====== 本文
はじめに
2025 年 8 月 6 日(水)に行われた Google Cloud 主催の「Google Cloud Next Tokyo 2025」に参加してきました!
そのイベント内の「「日テレ “ZIP!” 番組企画支援エージェント」の実例で学ぶ!AI エージェント開発におけるデータ収集と改善プロセスの基礎」のセッションのレポートとなります。
セッション概要
タイトル:「日テレ “ZIP!” 番組企画支援エージェント」の実例で学ぶ!AI エージェント開発におけるデータ収集と改善プロセスの基礎
登壇者:日本テレビホールディングス株式会社 辻 理奈 氏
登壇者:Google Cloud 中井 悦司 氏
公式より
日本テレビでは、コンテンツ企画制作への AI の積極導入を推し進めています。
その一環で、情報番組『ZIP!』を題材に、総合演出の知見を構造化し、番組コーナー企画立案を支援する AI エージェントを開発しました。
本セッションでは、開発プロジェクトの概要と成果に加え、実際の開発を通して得られた AI エージェント開発におけるデータ収集と改善プロセスの重要なポイントを解説します。
セッション内容
プロジェクトの概要
利益を出すために攻めの AI を考え、企画制作支援エージェントの開発となりました。
その企画制作支援エージェントを ZIP!の企画で実践することにしました。
この企画は毎日放送があり、フォーマットが決まっているため検証しやすいためでした。
ネタ探しはこの番組に限らず、全番組にも言えることなので、これを全社展開していくことを見据えての開発となっています。
企画制作などのクリエイティブな業務は、暗黙知を基に新しいものを作り出すことで、一方で定型業務は正しさが必要となっています。
暗黙知などのノウハウは溜まっていくので、それらを構造化する必要があります。
そして、最終的な決定は人がするのでどれだけ感性に刺さるか、人に寄り添ってアイデアを引き出すことが重要となります。
総合演出は意思決定を行い、ディレクターは企画提案を行います。
============
====== 記録一覧
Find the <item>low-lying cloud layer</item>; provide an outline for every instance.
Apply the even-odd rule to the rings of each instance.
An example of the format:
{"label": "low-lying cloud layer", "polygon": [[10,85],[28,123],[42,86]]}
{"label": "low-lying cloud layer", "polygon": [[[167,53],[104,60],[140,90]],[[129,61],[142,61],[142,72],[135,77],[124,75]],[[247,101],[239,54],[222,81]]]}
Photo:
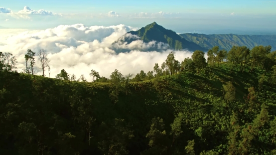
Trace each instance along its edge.
{"label": "low-lying cloud layer", "polygon": [[[141,70],[153,70],[156,63],[161,65],[165,61],[171,51],[166,48],[168,46],[166,44],[145,43],[136,40],[129,44],[112,44],[127,32],[136,30],[123,25],[87,27],[80,24],[60,25],[43,31],[0,29],[0,51],[10,52],[15,56],[19,62],[18,70],[21,72],[25,67],[24,55],[27,50],[37,53],[39,49],[44,49],[48,52],[51,60],[51,77],[64,69],[78,77],[84,74],[88,81],[91,81],[89,76],[91,69],[99,72],[101,76],[109,77],[115,69],[123,75],[135,74]],[[157,47],[161,52],[137,50],[140,48],[147,51],[153,46]],[[124,48],[127,52],[116,54],[113,50],[115,47]],[[176,53],[176,59],[180,61],[192,55],[186,51]],[[37,74],[42,75],[37,56],[36,60]]]}

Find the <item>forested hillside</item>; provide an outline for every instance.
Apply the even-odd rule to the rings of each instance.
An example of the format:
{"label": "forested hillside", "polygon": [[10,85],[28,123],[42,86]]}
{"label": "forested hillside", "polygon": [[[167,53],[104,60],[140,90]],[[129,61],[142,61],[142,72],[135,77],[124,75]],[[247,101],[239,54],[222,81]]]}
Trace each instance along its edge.
{"label": "forested hillside", "polygon": [[256,46],[270,45],[272,50],[276,50],[276,35],[204,35],[189,33],[179,35],[189,41],[207,49],[218,46],[221,49],[230,50],[234,46],[244,46],[251,49]]}
{"label": "forested hillside", "polygon": [[131,79],[92,70],[93,82],[66,69],[35,75],[35,55],[19,73],[0,53],[0,154],[276,154],[270,46],[214,47],[181,62],[172,52]]}

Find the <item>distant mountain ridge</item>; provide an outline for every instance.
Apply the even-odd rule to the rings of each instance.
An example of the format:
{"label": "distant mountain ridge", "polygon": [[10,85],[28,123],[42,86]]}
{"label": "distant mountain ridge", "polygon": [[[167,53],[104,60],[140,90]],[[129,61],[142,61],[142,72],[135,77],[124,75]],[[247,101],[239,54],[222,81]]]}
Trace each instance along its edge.
{"label": "distant mountain ridge", "polygon": [[276,50],[276,35],[205,35],[186,33],[180,34],[182,38],[207,49],[218,46],[229,51],[233,46],[245,46],[250,49],[256,46],[270,45]]}
{"label": "distant mountain ridge", "polygon": [[[142,43],[148,44],[143,46],[141,45]],[[125,52],[130,50],[159,52],[168,49],[207,52],[208,49],[216,46],[219,46],[220,49],[229,51],[234,46],[244,46],[251,49],[256,46],[270,45],[271,50],[274,51],[276,50],[276,35],[250,36],[232,34],[205,35],[192,33],[178,35],[175,32],[166,29],[154,22],[137,31],[131,31],[126,33],[114,42],[112,45],[113,50],[117,53]],[[145,48],[145,46],[147,48]]]}
{"label": "distant mountain ridge", "polygon": [[[129,34],[138,37],[129,37]],[[168,44],[172,49],[176,50],[185,49],[188,49],[190,51],[208,50],[205,48],[182,38],[175,32],[166,29],[162,26],[158,25],[156,22],[143,27],[138,31],[131,31],[127,32],[115,43],[120,42],[121,43],[126,42],[127,44],[130,44],[131,42],[137,40],[142,40],[145,43],[156,41]]]}

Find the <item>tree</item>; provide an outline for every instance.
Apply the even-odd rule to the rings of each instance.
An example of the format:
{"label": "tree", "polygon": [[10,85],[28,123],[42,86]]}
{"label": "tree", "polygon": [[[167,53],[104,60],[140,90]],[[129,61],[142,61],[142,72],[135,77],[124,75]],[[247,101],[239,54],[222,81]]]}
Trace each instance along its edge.
{"label": "tree", "polygon": [[273,66],[271,69],[272,71],[271,75],[270,83],[271,84],[271,87],[273,88],[273,86],[276,85],[276,65]]}
{"label": "tree", "polygon": [[5,67],[4,57],[4,54],[0,52],[0,71],[3,71]]}
{"label": "tree", "polygon": [[56,78],[64,80],[69,80],[68,74],[64,69],[61,70],[60,73],[56,76]]}
{"label": "tree", "polygon": [[232,82],[228,81],[223,87],[225,92],[224,98],[226,101],[226,104],[235,100],[235,89]]}
{"label": "tree", "polygon": [[[95,81],[98,80],[100,77],[99,72],[93,69],[91,70],[91,72],[89,73],[89,75],[90,76],[93,76],[93,81],[94,82],[95,82]],[[95,78],[96,78],[96,79],[95,79]]]}
{"label": "tree", "polygon": [[110,76],[111,83],[117,85],[122,81],[123,76],[120,72],[115,69]]}
{"label": "tree", "polygon": [[48,66],[48,71],[49,73],[49,77],[50,77],[50,73],[51,73],[50,71],[51,71],[51,67],[50,67],[50,66]]}
{"label": "tree", "polygon": [[194,146],[195,145],[195,140],[188,140],[188,145],[185,147],[187,154],[195,155]]}
{"label": "tree", "polygon": [[218,60],[218,66],[219,66],[221,63],[221,62],[223,61],[223,60],[225,59],[227,54],[227,51],[225,51],[224,49],[220,50],[218,52],[217,55]]}
{"label": "tree", "polygon": [[144,80],[145,78],[147,76],[146,73],[145,73],[143,70],[141,70],[141,71],[140,72],[140,74],[139,74],[139,75],[141,81]]}
{"label": "tree", "polygon": [[[32,69],[32,74],[34,75],[34,66],[36,64],[36,62],[35,61],[35,55],[36,54],[36,53],[32,51],[31,50],[28,50],[28,52],[27,54],[27,58],[28,59],[28,60],[30,60],[31,62],[31,68]],[[26,59],[26,57],[25,55],[25,59]],[[27,64],[27,63],[26,63]]]}
{"label": "tree", "polygon": [[136,76],[135,76],[135,77],[134,78],[134,80],[136,82],[140,82],[142,81],[141,78],[140,78],[140,74],[139,73],[137,73],[136,74]]}
{"label": "tree", "polygon": [[75,74],[73,74],[72,76],[71,76],[71,81],[76,81],[76,79],[77,78],[76,77],[76,75]]}
{"label": "tree", "polygon": [[264,75],[266,75],[266,72],[269,68],[276,63],[276,51],[268,53],[265,58],[265,72]]}
{"label": "tree", "polygon": [[253,87],[248,88],[248,94],[245,102],[248,107],[248,111],[256,112],[259,109],[260,105],[257,98],[257,93]]}
{"label": "tree", "polygon": [[192,59],[188,57],[181,62],[181,67],[184,72],[188,71],[189,73],[193,73],[195,70],[195,63]]}
{"label": "tree", "polygon": [[[169,67],[170,70],[169,77],[172,74],[173,68],[174,67],[174,60],[175,60],[175,52],[172,51],[170,52],[170,54],[167,57],[167,59],[166,60],[166,64]],[[166,74],[167,77],[167,74]]]}
{"label": "tree", "polygon": [[146,137],[150,140],[151,148],[144,151],[142,154],[166,154],[168,149],[168,138],[167,137],[163,119],[155,117],[152,121],[151,129]]}
{"label": "tree", "polygon": [[199,72],[200,69],[204,68],[206,66],[205,58],[204,57],[204,53],[201,51],[196,50],[192,55],[193,62],[195,64],[195,66],[197,69],[198,73]]}
{"label": "tree", "polygon": [[154,72],[153,71],[148,72],[148,73],[147,73],[147,78],[148,80],[153,79],[154,77]]}
{"label": "tree", "polygon": [[39,49],[38,52],[38,55],[39,57],[38,60],[40,61],[40,65],[41,66],[41,69],[42,69],[43,77],[44,77],[45,76],[44,74],[45,69],[49,66],[50,60],[47,58],[46,50],[45,50]]}
{"label": "tree", "polygon": [[17,68],[16,64],[18,62],[15,56],[13,56],[12,54],[5,53],[3,60],[6,71],[12,72],[13,69]]}
{"label": "tree", "polygon": [[156,76],[159,77],[161,74],[161,69],[159,68],[158,64],[156,63],[154,67],[154,71],[156,73]]}
{"label": "tree", "polygon": [[166,63],[165,62],[163,62],[161,65],[161,69],[163,70],[163,71],[162,72],[162,75],[164,75],[164,74],[165,69],[166,68],[166,66],[167,65],[166,65]]}
{"label": "tree", "polygon": [[[29,56],[27,54],[25,54],[25,62],[26,63],[26,74],[29,74],[28,73],[29,69],[27,66],[27,62],[29,61]],[[49,74],[49,77],[50,77],[50,74]]]}

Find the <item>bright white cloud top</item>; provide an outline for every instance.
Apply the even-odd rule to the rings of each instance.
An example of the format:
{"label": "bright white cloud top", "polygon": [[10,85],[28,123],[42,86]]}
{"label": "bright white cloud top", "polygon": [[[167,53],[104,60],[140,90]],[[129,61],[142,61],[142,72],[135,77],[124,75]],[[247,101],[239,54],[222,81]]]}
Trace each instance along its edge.
{"label": "bright white cloud top", "polygon": [[10,9],[6,9],[3,7],[0,7],[0,13],[8,14],[12,12]]}
{"label": "bright white cloud top", "polygon": [[[24,55],[28,49],[37,53],[42,48],[48,52],[51,62],[51,77],[54,77],[62,69],[77,77],[84,74],[88,81],[91,81],[89,73],[91,69],[98,71],[100,75],[109,77],[115,69],[123,75],[135,74],[141,70],[153,70],[156,63],[161,64],[165,61],[170,51],[143,52],[134,50],[137,47],[147,50],[152,42],[145,43],[138,40],[128,45],[112,43],[130,30],[137,28],[123,25],[109,27],[86,27],[82,24],[60,25],[43,31],[26,31],[22,29],[0,29],[0,51],[10,52],[19,62],[18,70],[25,68]],[[126,36],[127,37],[136,37]],[[116,54],[112,46],[124,46],[128,52]],[[182,61],[191,57],[188,51],[177,51],[176,58]],[[36,71],[42,75],[39,68],[38,57]]]}

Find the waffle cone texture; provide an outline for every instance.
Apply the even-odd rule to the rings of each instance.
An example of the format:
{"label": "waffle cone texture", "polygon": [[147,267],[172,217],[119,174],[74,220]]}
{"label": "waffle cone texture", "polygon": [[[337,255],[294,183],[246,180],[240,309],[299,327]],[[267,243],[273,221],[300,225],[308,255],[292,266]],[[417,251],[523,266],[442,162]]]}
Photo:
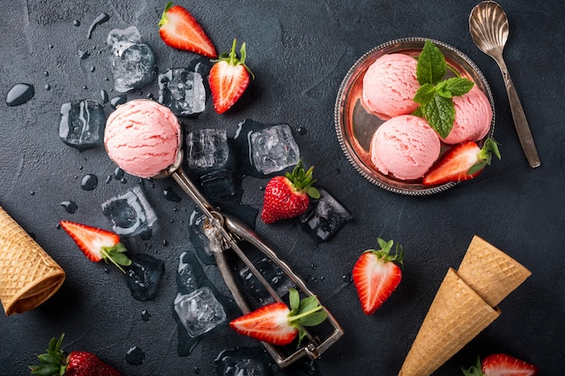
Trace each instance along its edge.
{"label": "waffle cone texture", "polygon": [[62,268],[0,206],[0,300],[6,316],[40,306],[64,280]]}
{"label": "waffle cone texture", "polygon": [[532,273],[475,236],[459,270],[449,268],[399,376],[430,376],[488,326],[496,307]]}

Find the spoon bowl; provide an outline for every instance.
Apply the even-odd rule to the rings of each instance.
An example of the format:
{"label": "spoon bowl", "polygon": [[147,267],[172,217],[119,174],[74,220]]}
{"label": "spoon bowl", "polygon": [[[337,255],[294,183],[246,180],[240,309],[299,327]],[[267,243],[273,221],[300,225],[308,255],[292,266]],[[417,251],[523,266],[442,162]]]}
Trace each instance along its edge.
{"label": "spoon bowl", "polygon": [[502,56],[508,40],[509,26],[506,14],[497,3],[484,1],[473,8],[468,23],[471,37],[477,47],[493,58],[500,68],[522,149],[530,166],[538,167],[540,157],[533,143],[530,125]]}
============
**課題 A**
本文では、企画制作支援エージェントをZIP!の企画で実践することにした理由が述べられています。その理由を1〜3文で説明してください。
**課題 B**
本文に含まれる見出しをすべて挙げてください。
記録を見る必要はありません。

**解答 A**
ZIP!の企画は毎日放送があり、フォーマットが決まっているため、検証しやすいからです。

**解答 B**
はじめに
セッション概要
公式より
セッション内容
プロジェクトの概要